*** Exercise data

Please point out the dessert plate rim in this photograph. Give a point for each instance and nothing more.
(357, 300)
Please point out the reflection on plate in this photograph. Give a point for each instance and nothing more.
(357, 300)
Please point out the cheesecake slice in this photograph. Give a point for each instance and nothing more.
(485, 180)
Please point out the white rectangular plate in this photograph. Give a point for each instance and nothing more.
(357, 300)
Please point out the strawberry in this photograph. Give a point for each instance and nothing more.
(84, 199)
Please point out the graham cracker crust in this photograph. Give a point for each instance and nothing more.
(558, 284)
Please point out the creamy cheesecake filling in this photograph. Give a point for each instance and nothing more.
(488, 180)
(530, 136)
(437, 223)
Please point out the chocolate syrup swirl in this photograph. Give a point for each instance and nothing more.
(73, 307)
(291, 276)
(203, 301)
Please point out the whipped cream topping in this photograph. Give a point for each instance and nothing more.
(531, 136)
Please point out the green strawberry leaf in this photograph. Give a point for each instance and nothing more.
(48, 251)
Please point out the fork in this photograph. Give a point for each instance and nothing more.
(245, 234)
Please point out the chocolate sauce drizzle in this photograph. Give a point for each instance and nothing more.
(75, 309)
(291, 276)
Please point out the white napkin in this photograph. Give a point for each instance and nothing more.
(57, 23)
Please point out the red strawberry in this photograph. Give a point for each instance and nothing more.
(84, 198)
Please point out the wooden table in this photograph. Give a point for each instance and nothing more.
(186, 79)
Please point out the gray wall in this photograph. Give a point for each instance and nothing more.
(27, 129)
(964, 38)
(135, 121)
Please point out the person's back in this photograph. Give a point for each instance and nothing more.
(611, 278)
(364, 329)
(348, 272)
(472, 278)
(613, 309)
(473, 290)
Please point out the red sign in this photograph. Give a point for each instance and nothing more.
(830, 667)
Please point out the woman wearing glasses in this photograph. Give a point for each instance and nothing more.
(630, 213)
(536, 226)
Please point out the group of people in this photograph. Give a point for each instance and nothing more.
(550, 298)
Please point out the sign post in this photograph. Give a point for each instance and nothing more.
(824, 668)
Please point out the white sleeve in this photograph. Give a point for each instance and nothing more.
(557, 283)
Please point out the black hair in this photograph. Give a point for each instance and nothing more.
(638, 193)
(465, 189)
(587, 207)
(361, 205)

******

■ Task statement
From the first line to the last, retype the records exactly as they stand above.

■ Written response
Please point out the dessert plate rim in this photograph. Give a point for each instance and nothing more.
(357, 300)
Please point out the reflection on plate in this photograph. Give a point for each instance and nothing more.
(357, 300)
Please point out the cheesecake slice in this photograph. Give a point for each instance and nothing more.
(485, 180)
Please point out the white rectangular plate in this photograph. Give a point for each instance and nothing more.
(357, 300)
Please point out the strawberry in this photograph. Give a point for each instance and nothing more.
(84, 199)
Please point out the graham cracker crust in this photograph. Give a point for each instance and nothing more.
(558, 284)
Please point out the creamy cheesecake filling in this photograph. Give a point for each instance and nothing more.
(488, 180)
(530, 136)
(437, 223)
Please point out the chocolate syrup swirl in this photograph. Give a point for each instance and nothing more.
(73, 307)
(291, 276)
(203, 301)
Please point out the whipped cream topping in this photograph. Give a point for each instance and nothing more.
(531, 136)
Please point out the green strawberry leaf in this photograph. Give a point for each instance and nothing more.
(48, 251)
Please point out the fork in this photograph. Give a point for each instance and nothing more.
(245, 234)
Please point out the chocolate sauce drizzle in this photograph. Give a point for each instance and nothing more.
(75, 309)
(291, 276)
Please point out the white napkin in this photograph. Give a point for each instance and nothing more.
(57, 23)
Please point out the red strawberry in this photograph. Give a point for each instance and nothing more.
(84, 198)
Please point out the wooden table in this photograph. Give a point for each instance and nothing more.
(186, 79)
Please point out the gray wall in this photograph. Give a point for each instance and nothing more.
(27, 129)
(964, 38)
(135, 121)
Please point out the person's back in this photograph. Give a point for each instance and nothing more.
(611, 278)
(364, 329)
(348, 272)
(472, 278)
(613, 309)
(473, 290)
Please point out the red sign in this photograph. Give a point for each instance and nothing more.
(830, 667)
Please point out the woman wearing glasses in this photograph. Give a point for each instance and nothing more.
(630, 213)
(536, 226)
Please point out the group of people in this photograph. Give a point for each instance and nothing more.
(550, 298)
Please point out the sign post in this photograph. Give a point for each instance and nothing more.
(824, 668)
Please point out the white sleeve in this photograph. Give a point for each instance and nothing more.
(557, 283)
Please point out the black hair in this photograph. Give a point for each instance and nothing more.
(638, 193)
(465, 189)
(587, 207)
(361, 205)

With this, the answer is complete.